Reproduce exactly the lines from the one that holds "Objective — one point per instance of the green foliage" through the last line of the entries, both ends included, but not the pictures.

+---+

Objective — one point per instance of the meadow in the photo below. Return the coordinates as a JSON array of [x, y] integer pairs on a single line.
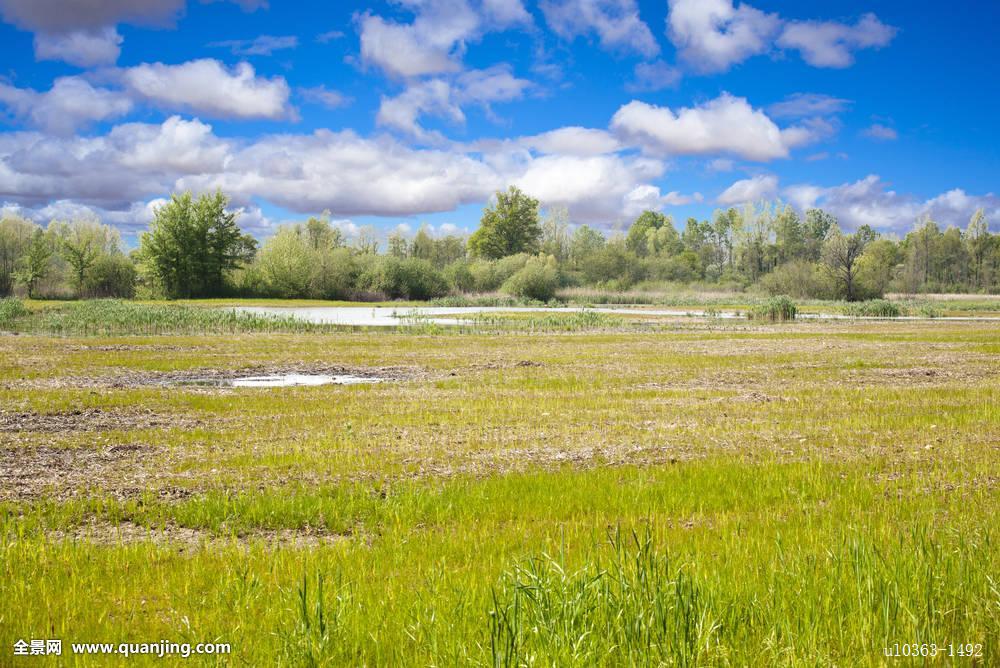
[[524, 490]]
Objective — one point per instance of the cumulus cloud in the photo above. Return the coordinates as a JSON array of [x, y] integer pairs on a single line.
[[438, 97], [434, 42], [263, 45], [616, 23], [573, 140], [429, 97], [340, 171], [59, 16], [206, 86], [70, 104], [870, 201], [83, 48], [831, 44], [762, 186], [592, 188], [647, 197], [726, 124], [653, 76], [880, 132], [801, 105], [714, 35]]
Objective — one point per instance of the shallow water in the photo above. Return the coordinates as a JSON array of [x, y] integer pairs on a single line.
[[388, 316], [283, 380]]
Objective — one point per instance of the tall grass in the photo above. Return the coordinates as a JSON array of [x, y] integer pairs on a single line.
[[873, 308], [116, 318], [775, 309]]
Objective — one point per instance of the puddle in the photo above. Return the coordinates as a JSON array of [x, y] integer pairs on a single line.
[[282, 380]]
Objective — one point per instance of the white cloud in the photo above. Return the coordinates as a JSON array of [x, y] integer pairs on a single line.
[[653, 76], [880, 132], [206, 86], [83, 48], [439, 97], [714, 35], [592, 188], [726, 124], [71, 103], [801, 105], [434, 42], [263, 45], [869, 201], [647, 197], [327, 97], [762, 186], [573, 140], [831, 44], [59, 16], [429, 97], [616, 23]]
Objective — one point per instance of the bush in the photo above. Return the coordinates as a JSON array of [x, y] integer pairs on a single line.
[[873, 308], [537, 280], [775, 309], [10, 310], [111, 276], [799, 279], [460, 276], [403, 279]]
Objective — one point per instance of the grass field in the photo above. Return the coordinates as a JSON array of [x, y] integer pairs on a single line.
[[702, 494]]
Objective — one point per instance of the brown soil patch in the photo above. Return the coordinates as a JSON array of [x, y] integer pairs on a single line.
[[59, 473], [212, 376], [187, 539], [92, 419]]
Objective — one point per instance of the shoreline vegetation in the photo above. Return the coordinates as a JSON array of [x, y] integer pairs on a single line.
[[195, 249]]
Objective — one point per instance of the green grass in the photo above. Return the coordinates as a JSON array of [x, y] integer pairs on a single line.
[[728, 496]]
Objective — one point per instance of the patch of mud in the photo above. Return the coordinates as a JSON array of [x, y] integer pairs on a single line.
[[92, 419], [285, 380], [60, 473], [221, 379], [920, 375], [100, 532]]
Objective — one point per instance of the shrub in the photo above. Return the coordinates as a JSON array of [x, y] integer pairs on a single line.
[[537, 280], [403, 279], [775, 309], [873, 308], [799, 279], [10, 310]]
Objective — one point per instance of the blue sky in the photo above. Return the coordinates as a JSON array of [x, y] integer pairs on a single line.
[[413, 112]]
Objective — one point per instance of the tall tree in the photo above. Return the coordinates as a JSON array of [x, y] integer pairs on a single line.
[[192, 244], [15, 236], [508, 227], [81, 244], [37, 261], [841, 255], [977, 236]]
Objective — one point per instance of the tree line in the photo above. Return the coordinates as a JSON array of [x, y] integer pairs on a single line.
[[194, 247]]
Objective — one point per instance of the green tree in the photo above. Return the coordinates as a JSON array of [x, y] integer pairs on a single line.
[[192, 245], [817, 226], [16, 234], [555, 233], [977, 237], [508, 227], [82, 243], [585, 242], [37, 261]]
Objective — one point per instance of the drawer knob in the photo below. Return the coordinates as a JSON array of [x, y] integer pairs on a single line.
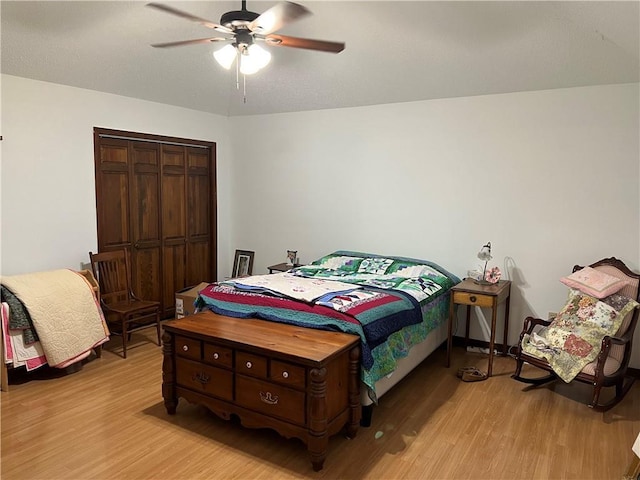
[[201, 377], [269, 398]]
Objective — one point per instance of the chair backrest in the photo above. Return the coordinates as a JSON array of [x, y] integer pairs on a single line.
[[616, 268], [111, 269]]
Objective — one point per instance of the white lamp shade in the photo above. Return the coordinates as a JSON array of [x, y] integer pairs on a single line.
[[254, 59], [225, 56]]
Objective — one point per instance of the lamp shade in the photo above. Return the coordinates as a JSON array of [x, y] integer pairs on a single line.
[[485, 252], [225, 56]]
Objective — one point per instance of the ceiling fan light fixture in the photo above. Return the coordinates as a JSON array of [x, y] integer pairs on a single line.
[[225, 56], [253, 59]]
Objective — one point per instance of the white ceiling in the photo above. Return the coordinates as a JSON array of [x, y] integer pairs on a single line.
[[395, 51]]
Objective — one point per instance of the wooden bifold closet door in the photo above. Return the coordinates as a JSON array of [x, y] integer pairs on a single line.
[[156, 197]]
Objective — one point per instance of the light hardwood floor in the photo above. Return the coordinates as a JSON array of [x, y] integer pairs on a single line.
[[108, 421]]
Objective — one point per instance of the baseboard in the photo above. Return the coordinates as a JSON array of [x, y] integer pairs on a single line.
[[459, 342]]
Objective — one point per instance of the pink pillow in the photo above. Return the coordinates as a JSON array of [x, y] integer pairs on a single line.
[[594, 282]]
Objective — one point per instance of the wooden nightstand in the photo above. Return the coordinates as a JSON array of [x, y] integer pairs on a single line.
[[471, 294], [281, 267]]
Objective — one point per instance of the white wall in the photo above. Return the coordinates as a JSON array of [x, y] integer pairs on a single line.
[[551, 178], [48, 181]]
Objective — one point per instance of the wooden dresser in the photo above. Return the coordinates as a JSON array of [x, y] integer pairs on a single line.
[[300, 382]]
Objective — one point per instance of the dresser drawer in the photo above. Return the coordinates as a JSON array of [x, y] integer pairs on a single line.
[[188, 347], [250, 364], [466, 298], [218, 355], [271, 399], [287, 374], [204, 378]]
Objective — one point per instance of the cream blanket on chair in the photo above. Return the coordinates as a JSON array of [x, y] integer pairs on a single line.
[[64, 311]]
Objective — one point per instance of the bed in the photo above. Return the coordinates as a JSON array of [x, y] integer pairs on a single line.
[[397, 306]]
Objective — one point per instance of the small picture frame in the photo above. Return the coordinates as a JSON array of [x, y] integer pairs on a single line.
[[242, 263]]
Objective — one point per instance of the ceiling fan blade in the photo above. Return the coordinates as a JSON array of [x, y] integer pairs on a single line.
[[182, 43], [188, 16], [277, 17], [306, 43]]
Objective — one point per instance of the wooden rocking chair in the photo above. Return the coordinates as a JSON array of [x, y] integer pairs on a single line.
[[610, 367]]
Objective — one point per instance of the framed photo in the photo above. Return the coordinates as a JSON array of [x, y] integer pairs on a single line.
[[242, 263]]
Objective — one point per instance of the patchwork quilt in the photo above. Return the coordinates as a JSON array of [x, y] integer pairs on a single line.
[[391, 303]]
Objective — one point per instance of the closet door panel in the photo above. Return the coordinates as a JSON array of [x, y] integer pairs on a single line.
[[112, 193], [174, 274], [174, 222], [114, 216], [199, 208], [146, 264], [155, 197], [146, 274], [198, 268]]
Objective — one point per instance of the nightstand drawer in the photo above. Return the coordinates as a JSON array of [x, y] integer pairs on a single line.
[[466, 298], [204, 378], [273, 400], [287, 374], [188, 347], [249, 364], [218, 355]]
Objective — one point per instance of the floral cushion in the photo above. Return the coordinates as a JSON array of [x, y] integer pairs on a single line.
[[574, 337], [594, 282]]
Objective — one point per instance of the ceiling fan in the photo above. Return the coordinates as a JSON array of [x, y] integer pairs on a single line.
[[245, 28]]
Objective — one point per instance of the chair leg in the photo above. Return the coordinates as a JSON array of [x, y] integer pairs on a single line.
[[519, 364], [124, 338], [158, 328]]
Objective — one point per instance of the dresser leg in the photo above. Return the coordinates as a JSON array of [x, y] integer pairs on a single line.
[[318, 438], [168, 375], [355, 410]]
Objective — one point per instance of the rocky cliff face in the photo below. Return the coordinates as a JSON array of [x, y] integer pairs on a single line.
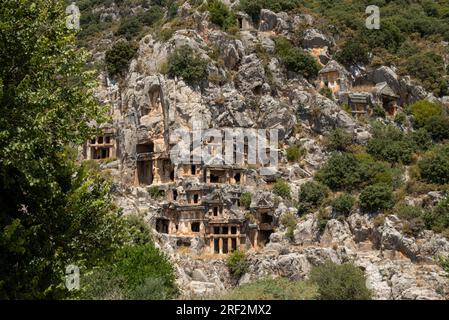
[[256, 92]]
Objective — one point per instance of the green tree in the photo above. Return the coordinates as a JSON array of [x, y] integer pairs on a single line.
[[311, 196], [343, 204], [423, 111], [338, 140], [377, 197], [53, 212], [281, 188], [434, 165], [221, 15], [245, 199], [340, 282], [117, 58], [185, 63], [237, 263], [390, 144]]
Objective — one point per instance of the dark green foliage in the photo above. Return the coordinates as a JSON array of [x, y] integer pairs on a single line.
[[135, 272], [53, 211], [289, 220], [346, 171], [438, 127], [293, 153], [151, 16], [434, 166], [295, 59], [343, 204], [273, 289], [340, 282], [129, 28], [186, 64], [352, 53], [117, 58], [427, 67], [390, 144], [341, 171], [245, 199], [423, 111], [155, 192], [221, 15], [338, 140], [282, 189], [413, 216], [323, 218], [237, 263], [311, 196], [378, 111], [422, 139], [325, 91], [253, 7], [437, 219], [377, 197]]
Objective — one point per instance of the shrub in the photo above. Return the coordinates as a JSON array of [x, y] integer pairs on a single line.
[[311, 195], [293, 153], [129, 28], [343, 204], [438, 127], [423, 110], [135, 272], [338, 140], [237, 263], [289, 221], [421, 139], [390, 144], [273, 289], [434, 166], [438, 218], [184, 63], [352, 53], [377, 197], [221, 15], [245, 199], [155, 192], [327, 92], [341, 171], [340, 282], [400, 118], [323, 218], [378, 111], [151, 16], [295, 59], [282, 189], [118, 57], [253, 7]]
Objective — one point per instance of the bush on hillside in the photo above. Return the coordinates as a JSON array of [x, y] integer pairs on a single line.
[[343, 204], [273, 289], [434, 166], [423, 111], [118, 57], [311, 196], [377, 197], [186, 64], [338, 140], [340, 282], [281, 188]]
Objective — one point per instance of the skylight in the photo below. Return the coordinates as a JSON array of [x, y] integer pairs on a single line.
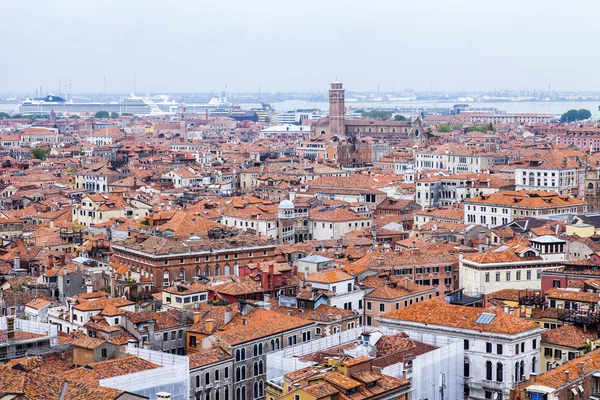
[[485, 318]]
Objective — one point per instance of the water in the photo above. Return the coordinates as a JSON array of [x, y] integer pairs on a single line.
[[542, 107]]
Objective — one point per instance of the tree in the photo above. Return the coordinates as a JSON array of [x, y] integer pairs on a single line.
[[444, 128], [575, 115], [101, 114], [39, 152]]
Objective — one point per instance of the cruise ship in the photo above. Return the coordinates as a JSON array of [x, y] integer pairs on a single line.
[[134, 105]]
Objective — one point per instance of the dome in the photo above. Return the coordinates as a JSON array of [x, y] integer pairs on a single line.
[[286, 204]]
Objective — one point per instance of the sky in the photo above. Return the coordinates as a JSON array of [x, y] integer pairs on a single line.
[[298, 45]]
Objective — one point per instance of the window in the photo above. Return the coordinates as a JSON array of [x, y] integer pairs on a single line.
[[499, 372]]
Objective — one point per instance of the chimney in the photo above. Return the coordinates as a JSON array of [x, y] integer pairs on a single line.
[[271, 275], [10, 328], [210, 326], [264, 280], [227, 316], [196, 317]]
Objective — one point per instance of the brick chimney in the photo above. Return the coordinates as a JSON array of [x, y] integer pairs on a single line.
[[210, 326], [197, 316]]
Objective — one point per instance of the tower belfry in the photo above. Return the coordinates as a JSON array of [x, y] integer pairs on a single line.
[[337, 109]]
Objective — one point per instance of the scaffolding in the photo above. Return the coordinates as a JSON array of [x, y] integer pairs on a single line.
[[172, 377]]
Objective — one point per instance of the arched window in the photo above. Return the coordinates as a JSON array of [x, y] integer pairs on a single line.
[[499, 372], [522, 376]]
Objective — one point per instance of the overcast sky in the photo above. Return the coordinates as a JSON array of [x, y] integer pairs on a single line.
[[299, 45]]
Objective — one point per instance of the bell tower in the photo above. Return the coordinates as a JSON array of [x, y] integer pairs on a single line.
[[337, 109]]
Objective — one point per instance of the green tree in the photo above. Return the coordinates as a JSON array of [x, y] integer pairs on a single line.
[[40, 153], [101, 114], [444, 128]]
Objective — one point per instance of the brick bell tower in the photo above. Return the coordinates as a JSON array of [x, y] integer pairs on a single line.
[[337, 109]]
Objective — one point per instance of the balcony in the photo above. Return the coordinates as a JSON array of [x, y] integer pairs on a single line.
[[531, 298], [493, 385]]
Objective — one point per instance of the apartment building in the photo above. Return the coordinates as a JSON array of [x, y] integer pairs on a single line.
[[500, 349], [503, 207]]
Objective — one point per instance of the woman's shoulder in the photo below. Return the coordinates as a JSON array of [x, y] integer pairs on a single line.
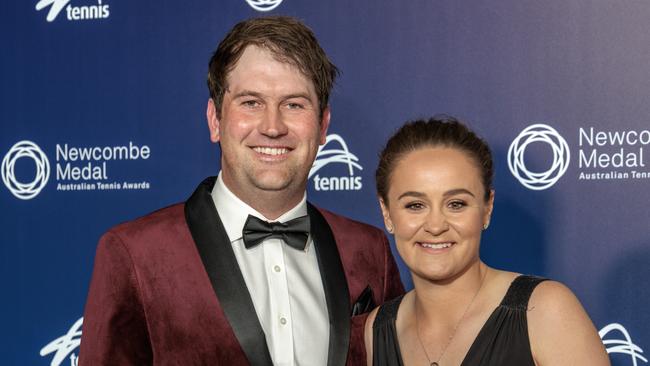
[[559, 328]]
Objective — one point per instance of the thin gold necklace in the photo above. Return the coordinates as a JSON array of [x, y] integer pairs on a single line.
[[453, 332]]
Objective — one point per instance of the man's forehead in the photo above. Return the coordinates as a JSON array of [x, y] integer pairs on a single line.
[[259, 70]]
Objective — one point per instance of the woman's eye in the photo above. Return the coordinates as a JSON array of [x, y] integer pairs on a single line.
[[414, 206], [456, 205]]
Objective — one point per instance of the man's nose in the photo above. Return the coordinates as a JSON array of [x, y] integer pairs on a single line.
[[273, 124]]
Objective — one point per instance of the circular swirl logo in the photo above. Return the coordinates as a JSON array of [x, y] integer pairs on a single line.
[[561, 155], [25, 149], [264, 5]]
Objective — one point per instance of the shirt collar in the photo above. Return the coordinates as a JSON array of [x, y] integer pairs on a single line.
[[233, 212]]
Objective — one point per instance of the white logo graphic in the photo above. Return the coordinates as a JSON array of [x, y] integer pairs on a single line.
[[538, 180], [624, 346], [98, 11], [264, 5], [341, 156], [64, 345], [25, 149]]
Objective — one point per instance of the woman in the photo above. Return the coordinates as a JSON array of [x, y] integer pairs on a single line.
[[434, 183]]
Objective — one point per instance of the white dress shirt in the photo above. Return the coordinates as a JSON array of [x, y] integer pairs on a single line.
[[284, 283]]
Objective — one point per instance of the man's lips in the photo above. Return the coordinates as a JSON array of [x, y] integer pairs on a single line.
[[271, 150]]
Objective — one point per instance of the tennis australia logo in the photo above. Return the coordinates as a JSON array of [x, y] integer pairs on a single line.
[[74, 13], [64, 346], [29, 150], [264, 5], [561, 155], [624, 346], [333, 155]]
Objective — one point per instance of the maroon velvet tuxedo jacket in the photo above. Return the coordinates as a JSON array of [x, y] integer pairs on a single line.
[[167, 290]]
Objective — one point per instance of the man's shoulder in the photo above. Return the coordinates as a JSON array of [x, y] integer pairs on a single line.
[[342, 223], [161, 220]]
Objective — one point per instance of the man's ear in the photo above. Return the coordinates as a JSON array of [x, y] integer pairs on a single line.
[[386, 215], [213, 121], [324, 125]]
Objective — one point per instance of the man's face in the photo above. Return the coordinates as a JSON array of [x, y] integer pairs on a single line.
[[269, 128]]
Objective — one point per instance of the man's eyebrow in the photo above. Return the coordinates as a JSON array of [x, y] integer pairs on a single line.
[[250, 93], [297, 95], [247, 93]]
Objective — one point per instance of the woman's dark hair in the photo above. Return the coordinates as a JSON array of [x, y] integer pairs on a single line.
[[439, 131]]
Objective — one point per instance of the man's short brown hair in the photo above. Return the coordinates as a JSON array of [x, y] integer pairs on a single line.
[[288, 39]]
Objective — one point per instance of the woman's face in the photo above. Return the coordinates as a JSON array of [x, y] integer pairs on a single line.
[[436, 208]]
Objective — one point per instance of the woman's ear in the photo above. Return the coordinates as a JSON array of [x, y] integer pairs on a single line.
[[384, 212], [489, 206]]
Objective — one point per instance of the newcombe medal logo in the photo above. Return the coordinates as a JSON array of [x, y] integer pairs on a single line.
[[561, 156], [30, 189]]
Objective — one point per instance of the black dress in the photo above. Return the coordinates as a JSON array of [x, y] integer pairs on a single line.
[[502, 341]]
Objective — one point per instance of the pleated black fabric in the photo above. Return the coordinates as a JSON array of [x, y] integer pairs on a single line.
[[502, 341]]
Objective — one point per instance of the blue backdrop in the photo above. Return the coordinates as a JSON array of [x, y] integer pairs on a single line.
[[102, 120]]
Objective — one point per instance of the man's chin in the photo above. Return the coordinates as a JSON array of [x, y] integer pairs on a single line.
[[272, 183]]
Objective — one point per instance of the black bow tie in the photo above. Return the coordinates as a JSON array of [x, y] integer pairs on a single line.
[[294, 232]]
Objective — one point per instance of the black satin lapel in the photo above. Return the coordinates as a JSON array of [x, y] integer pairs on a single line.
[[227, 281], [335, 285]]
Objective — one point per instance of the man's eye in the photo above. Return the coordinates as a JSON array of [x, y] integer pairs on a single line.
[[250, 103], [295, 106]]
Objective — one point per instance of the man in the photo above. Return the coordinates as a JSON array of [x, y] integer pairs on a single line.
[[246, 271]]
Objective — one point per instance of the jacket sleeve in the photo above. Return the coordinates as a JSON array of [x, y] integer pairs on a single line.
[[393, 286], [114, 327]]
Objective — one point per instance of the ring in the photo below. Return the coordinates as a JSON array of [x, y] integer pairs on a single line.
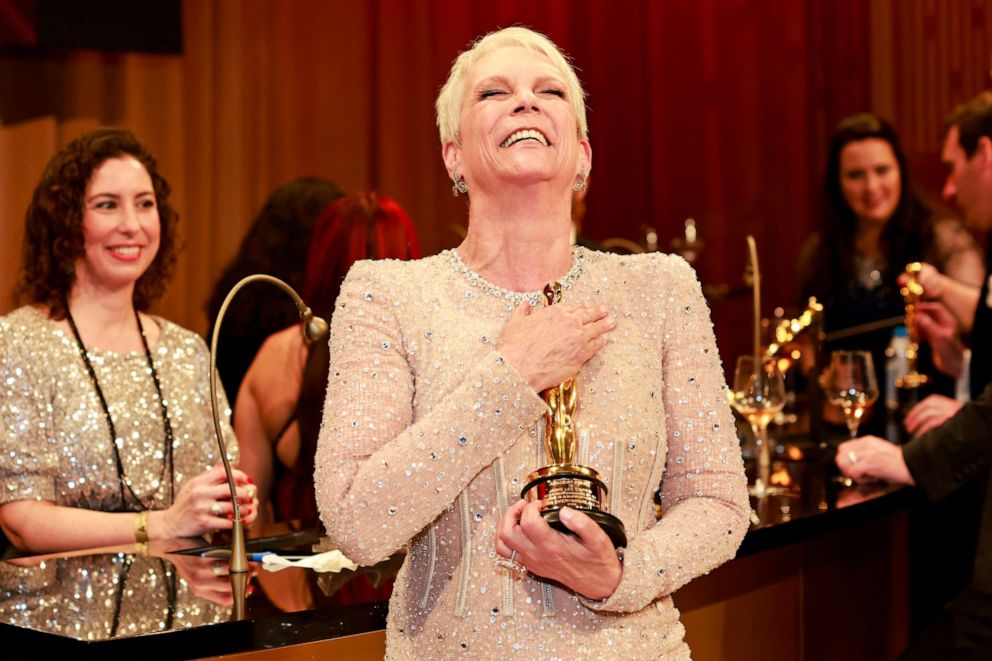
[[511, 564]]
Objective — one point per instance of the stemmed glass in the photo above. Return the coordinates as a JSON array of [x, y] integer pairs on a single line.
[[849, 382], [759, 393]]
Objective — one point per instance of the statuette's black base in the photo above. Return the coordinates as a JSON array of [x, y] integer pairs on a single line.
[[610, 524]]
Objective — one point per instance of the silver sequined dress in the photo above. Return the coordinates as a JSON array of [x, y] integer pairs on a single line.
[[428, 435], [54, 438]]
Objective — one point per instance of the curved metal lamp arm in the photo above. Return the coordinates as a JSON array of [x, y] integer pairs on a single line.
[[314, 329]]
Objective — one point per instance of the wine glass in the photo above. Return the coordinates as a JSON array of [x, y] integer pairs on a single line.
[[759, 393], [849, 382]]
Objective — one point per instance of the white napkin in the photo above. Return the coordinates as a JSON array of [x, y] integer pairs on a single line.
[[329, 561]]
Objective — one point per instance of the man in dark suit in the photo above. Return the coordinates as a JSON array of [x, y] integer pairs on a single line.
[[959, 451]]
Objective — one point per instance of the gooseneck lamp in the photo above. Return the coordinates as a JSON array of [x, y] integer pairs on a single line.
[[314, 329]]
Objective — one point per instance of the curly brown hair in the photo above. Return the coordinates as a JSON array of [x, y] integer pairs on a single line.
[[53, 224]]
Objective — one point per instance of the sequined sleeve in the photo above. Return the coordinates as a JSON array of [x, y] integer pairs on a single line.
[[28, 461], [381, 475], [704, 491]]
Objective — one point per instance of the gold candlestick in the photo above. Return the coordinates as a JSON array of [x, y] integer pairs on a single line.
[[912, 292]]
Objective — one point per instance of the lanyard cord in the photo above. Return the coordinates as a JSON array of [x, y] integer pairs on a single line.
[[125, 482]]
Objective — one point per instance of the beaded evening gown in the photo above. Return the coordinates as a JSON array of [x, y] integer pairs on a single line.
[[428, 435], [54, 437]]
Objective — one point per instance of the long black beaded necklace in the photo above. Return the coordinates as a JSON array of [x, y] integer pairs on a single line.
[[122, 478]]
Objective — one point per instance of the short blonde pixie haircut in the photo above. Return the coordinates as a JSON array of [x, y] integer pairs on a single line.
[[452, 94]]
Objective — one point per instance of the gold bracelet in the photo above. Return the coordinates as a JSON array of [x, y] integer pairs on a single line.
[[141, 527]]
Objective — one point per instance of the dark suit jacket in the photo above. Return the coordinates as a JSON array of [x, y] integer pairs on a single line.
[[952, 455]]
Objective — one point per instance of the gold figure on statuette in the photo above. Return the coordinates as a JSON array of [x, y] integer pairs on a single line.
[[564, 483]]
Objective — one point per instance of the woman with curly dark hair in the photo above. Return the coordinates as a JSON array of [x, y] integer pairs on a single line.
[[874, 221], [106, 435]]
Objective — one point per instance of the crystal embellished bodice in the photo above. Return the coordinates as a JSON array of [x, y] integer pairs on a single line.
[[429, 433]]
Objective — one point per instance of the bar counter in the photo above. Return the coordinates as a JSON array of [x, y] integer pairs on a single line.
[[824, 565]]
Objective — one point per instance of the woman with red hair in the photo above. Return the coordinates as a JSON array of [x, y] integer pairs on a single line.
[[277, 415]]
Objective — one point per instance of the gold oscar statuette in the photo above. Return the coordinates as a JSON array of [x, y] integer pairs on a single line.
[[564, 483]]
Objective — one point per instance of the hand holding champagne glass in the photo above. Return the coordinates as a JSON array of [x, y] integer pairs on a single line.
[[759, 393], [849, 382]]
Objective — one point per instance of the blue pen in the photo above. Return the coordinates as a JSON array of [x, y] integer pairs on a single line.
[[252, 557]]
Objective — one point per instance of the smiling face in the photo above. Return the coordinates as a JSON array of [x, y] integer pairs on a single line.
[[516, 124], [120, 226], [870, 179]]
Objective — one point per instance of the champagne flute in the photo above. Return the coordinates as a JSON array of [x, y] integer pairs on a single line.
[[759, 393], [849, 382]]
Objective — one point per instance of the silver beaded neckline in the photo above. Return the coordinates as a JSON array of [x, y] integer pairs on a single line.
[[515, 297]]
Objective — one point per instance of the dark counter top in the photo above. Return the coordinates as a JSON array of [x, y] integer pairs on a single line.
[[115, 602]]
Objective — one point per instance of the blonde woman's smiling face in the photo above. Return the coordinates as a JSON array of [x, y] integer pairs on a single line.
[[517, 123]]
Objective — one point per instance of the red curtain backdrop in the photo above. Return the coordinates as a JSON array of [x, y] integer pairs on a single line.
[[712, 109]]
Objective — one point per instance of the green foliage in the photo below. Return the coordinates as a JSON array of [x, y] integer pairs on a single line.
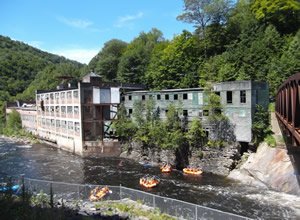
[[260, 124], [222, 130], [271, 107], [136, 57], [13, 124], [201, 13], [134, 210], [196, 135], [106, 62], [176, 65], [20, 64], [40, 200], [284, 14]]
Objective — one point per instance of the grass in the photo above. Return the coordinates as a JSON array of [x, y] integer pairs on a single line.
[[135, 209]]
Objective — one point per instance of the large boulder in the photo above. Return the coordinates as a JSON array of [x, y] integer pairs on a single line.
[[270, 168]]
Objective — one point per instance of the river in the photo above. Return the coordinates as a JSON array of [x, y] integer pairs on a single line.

+---+

Answer section
Objective — one point per instance of the green foliage in the photo below. Return the coordinates as a JSON array of [x, y] integer pairs on a single line.
[[260, 124], [222, 130], [271, 107], [136, 57], [13, 124], [201, 13], [134, 210], [196, 135], [106, 62], [176, 65], [20, 64], [40, 200], [284, 14]]
Objective — one point per instance of the grass in the photo above. Return the coordinates as a JSON array of [x, y] integer pairs on a single line.
[[135, 209]]
Objective — one point per instance of the large boulder in the photo above. Return the coordinates as a JSON array of [x, y] integer pairs on a single line.
[[270, 168]]
Objective — one point per instance of the river in the photo above. Return the coordinates as a JSON array of [x, y] integer pairs on a single line.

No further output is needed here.